# EXCERPT
· · · · · · ·
Business Continuity & Disaster Recovery Planning

Business Continuity and Disaster plan is not something to skim over. As a manager or business owner it needs to be well thought out to try and cover all the risks to your business and services. Unplanned events out of your control need to be planned and insured for.

The loss of vital computer data, customer records and IT systems could cause enough disruption to hurt your market share, cause massive financial loss or even devastate your company so much you go out of business.
A good Business Continuity Plan should enable an organisation to function and ensure the availability of services and resources should disaster strike. If a critical event happens the ability to operate “business as usual” play an important part of company survival.

Example of threats and disruptive events include:

• Fire, Flood, Hurricane, Health Epidemic and environmental disasters
• Terrorism, Warfare, Theft, Cyber Crime, Arson, Employee Sabotage
• Power Failure, Air Conditioning, Data loss, unrecoverable information

Protecting against all these different threat types can get very costly. For IT guarding your data centre and infrastructure against communication failures, virus/spam attacks, security breaches and natural disasters can costs hundreds of thousands if not millions.
· · · · · · ·
Data items
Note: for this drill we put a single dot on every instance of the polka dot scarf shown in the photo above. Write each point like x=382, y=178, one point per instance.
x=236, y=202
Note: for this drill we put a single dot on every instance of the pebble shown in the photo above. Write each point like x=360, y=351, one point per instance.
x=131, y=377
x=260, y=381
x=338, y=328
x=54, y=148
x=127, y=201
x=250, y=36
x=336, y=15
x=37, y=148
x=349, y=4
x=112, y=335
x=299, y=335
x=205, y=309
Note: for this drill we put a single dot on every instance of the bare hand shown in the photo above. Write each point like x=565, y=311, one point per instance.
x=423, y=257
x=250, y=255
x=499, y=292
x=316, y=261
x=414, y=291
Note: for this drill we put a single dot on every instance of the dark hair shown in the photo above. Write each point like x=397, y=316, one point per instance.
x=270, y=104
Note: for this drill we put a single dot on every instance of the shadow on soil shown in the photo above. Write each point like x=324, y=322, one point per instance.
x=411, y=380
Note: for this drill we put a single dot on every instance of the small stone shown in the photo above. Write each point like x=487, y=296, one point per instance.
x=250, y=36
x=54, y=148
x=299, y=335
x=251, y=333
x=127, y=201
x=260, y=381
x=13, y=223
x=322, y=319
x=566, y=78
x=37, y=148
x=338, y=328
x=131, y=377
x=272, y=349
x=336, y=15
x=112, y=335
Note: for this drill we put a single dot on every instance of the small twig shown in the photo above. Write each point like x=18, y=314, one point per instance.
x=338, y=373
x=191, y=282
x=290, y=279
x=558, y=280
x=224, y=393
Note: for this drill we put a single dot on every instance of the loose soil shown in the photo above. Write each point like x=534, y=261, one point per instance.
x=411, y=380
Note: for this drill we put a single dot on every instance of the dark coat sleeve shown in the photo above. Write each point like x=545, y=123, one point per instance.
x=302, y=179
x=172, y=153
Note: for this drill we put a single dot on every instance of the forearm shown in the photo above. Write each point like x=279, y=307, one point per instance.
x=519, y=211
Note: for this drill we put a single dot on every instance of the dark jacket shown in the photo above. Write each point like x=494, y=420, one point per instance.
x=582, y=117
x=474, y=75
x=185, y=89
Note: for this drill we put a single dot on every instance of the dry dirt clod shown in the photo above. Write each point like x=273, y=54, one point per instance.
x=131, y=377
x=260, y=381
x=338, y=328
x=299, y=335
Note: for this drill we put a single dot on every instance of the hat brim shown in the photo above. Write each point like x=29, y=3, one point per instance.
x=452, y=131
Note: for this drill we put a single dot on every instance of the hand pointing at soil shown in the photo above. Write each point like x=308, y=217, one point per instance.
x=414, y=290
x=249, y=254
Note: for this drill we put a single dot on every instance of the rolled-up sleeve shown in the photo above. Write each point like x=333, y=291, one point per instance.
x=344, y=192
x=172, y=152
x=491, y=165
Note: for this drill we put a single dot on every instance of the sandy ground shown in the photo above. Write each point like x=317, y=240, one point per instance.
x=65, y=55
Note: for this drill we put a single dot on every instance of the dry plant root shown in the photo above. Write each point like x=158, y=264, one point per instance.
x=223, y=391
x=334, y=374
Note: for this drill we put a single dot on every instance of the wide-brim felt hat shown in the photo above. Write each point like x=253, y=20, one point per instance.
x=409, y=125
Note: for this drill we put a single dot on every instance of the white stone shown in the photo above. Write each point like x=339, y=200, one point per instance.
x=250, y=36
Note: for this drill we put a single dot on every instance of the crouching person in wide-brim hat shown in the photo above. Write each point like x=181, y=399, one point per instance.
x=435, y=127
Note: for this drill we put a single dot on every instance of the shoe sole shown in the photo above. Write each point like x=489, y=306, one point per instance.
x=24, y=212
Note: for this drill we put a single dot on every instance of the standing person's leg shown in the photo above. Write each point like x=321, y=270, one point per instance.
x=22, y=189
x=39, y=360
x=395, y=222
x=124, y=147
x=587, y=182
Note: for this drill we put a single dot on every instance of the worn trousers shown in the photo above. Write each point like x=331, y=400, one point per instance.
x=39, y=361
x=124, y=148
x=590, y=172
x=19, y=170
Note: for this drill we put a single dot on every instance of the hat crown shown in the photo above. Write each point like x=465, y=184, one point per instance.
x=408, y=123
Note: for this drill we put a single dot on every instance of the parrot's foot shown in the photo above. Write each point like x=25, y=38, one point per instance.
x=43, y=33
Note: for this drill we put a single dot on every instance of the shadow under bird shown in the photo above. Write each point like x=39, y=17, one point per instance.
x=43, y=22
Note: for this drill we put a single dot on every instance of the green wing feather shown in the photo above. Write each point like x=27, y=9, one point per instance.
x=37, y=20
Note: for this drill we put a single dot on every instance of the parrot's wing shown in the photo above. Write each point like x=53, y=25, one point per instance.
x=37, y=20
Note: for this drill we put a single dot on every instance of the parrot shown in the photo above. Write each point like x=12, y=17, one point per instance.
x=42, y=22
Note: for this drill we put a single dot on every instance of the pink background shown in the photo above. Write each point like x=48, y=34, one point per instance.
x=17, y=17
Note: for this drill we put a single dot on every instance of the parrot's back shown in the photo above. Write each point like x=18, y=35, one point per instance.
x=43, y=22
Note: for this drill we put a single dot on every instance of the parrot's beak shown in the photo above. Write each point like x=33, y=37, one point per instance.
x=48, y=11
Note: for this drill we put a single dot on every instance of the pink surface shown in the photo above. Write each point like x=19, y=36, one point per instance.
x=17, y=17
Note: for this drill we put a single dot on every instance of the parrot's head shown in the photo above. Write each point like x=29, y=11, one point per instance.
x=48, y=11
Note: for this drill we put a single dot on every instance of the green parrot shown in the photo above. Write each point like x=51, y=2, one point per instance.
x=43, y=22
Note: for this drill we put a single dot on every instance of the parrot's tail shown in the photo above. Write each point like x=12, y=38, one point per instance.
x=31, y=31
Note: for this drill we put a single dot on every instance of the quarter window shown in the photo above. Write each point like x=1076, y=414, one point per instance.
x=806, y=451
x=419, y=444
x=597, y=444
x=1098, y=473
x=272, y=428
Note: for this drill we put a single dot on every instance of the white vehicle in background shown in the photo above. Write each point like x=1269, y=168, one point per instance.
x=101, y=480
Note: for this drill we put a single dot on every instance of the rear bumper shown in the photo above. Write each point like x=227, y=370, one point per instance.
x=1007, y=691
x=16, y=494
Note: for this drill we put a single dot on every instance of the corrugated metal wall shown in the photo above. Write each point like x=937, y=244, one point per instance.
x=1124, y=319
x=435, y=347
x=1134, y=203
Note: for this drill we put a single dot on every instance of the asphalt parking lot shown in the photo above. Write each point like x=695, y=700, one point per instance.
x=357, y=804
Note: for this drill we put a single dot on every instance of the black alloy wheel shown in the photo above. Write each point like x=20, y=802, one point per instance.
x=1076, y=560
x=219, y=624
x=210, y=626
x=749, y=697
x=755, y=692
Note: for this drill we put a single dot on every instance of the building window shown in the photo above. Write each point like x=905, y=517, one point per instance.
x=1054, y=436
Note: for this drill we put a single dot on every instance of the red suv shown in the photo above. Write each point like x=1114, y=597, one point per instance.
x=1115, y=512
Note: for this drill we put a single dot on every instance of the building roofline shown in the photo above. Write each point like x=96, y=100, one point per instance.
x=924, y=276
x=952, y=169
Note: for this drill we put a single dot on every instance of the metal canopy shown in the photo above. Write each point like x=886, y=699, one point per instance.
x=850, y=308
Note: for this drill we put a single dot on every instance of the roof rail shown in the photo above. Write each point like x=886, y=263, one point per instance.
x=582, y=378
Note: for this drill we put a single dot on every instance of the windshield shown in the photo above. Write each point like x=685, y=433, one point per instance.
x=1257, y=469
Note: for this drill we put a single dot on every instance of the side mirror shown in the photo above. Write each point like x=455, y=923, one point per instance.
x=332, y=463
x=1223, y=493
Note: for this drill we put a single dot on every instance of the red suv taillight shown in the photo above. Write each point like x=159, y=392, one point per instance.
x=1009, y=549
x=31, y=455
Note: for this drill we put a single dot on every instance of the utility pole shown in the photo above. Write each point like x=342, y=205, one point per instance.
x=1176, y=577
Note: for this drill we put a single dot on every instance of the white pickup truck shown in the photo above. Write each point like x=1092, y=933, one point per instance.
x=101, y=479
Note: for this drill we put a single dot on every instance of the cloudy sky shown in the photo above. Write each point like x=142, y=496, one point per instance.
· · · · · · ·
# WORK INSTRUCTION
Answer these questions about the business continuity text.
(a) The loss of which three things could cause enough disruption to hurt a company's market share?
(b) What should a good Business Continuity Plan enable an organisation to do?
(c) How much can guarding a data centre and infrastructure cost?

# TASK ANSWER
(a) Vital computer data, customer records and IT systems.
(b) Function and ensure the availability of services and resources should disaster strike.
(c) Hundreds of thousands if not millions.